Extract each line from the entries below that contains the word "with".
-- Dataset start --
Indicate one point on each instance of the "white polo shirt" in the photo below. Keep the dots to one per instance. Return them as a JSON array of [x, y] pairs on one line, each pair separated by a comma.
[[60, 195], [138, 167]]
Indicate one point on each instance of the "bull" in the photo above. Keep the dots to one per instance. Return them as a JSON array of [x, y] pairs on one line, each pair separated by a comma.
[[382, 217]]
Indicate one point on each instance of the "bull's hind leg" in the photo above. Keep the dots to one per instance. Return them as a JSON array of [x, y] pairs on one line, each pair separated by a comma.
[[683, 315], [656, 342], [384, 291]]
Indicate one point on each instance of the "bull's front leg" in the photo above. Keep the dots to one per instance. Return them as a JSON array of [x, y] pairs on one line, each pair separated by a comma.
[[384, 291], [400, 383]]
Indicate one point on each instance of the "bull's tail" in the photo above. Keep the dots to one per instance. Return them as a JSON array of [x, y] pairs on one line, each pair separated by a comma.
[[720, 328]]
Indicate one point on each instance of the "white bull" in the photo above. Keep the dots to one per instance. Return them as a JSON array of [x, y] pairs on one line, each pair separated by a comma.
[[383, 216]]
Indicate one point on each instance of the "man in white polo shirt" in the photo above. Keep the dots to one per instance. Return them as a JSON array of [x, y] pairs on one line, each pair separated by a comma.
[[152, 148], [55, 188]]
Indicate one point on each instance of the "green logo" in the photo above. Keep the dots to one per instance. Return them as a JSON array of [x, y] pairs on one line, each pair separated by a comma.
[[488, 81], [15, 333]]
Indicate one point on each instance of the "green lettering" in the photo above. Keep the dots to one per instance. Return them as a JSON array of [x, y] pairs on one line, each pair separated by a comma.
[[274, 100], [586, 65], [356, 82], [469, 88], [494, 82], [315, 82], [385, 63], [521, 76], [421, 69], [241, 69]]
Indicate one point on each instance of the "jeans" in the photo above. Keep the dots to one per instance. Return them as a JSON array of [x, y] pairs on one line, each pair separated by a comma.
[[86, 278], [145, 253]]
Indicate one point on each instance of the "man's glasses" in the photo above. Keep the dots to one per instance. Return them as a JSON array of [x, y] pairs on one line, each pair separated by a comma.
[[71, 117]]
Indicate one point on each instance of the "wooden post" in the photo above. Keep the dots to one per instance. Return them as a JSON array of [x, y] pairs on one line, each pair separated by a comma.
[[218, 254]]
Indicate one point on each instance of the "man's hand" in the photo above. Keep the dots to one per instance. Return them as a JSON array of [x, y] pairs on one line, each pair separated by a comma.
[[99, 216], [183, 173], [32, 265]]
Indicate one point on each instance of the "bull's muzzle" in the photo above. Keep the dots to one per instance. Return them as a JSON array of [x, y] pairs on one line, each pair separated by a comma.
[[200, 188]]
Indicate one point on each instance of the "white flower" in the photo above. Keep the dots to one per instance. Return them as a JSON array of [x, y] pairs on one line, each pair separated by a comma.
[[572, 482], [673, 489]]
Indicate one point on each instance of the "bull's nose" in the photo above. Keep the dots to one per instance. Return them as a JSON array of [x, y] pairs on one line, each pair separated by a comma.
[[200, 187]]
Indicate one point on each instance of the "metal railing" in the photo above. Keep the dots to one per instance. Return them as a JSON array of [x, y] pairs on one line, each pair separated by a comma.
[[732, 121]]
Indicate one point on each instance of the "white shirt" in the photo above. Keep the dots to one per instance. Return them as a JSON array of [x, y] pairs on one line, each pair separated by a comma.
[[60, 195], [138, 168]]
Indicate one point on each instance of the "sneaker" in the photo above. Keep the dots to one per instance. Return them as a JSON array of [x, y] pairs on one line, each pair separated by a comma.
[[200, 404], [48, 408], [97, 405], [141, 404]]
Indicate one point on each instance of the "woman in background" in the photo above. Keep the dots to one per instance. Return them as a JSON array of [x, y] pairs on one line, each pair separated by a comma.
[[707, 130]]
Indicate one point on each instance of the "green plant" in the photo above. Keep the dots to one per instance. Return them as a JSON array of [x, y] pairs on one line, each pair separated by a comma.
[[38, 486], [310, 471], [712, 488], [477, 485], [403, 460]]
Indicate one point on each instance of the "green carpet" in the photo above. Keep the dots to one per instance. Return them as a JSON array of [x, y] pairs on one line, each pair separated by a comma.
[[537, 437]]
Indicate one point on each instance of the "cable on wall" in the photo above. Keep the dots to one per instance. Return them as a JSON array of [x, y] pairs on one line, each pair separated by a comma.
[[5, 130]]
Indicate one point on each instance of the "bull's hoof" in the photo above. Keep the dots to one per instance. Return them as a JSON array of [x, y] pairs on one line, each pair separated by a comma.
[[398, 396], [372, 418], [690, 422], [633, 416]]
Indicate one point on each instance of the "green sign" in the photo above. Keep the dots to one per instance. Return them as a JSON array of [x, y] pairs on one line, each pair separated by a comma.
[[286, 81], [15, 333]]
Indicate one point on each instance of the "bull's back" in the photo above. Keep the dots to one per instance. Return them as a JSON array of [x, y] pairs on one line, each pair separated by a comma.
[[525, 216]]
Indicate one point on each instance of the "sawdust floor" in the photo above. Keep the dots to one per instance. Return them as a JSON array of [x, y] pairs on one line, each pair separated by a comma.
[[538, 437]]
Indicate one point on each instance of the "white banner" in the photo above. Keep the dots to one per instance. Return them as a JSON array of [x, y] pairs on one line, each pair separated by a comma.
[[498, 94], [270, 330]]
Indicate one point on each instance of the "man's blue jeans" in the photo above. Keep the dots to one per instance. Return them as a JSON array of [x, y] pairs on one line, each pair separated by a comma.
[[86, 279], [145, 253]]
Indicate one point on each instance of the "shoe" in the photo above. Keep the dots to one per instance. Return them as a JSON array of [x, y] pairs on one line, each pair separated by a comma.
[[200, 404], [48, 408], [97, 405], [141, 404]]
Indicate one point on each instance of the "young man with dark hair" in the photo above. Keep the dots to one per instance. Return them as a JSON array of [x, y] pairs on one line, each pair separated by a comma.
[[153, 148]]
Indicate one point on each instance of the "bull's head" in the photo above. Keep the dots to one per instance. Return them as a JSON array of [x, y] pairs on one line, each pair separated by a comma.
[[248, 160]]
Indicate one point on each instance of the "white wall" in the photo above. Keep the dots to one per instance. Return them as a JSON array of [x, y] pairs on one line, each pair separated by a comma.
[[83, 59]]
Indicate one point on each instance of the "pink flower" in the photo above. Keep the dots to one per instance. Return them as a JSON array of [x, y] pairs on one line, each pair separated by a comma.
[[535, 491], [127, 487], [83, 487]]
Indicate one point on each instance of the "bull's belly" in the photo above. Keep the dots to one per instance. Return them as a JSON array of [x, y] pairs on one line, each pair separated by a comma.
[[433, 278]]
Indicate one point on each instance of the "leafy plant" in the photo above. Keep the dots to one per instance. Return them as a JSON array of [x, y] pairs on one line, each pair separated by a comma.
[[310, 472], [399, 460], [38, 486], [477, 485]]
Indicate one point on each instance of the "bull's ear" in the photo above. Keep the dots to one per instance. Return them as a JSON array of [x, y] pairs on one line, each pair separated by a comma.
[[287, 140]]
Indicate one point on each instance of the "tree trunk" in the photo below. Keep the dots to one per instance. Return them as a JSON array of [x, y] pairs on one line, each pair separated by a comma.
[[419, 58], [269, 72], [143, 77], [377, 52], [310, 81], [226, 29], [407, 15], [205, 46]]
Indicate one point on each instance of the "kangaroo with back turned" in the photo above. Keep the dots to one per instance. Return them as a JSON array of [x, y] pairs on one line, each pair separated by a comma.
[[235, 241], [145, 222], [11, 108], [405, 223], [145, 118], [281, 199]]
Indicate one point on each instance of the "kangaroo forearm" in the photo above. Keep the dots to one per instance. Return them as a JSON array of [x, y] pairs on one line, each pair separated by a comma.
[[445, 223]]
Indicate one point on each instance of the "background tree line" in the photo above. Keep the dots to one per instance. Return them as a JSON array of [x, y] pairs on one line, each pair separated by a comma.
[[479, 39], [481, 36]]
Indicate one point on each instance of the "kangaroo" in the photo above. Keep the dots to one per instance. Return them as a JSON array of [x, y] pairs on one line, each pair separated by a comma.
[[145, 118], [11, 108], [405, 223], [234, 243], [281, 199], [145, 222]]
-- Dataset end --
*Task output*.
Indicate one point on each instance of the "young man with dark hair" in the photo above. Keep the dots to one per instance. Return them as a JSON array of [x, y] pairs on one line, each pair separated by a comma.
Indicate one point on each instance of the "kangaroo with back turned" in the photo above. Keep the dots to one per instance. Return them as a JSON array of [x, y] pairs on one line, each pair separated by a comma.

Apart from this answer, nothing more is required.